Work item
Each and every line of the data must appear exactly as given.

Dataset excerpts
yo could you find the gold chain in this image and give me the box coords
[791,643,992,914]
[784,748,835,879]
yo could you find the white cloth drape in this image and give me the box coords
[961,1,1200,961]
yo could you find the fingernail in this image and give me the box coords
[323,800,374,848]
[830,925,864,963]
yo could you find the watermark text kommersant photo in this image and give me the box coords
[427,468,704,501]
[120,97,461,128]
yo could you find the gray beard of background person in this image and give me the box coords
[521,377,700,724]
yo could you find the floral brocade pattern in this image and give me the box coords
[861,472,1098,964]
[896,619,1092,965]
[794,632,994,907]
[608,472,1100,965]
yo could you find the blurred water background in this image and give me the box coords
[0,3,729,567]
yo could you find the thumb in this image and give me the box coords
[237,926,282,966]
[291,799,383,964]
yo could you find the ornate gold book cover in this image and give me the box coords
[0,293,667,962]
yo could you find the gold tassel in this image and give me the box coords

Answer below
yo could you find the gold chain in this image and give me the box coords
[791,643,992,914]
[784,748,835,879]
yo could you find the white cloth drape in this image and give me the box coords
[961,1,1200,961]
yo could you find the fingernail in this image and give me the box coords
[323,800,374,848]
[830,925,864,963]
yo could you find the watermark text kommersant photo in this image and give me the box coords
[427,468,704,501]
[120,97,461,128]
yo could you find the gray beard of background person in this image and give me the box coords
[521,377,700,724]
yo could you find the floral brocade pattern in this image and give me the box coords
[861,472,1098,964]
[896,619,1092,965]
[794,632,994,907]
[608,472,1100,965]
yo could you find the blurred water background in this image and give me the box coords
[0,3,729,567]
yo could you find the thumb in this image and give me the box coords
[237,926,282,966]
[291,799,383,964]
yo could you find the ornate gold book cover in this image and give me the box coords
[0,293,667,962]
yo could you find the gold tassel in this image and give me the box coords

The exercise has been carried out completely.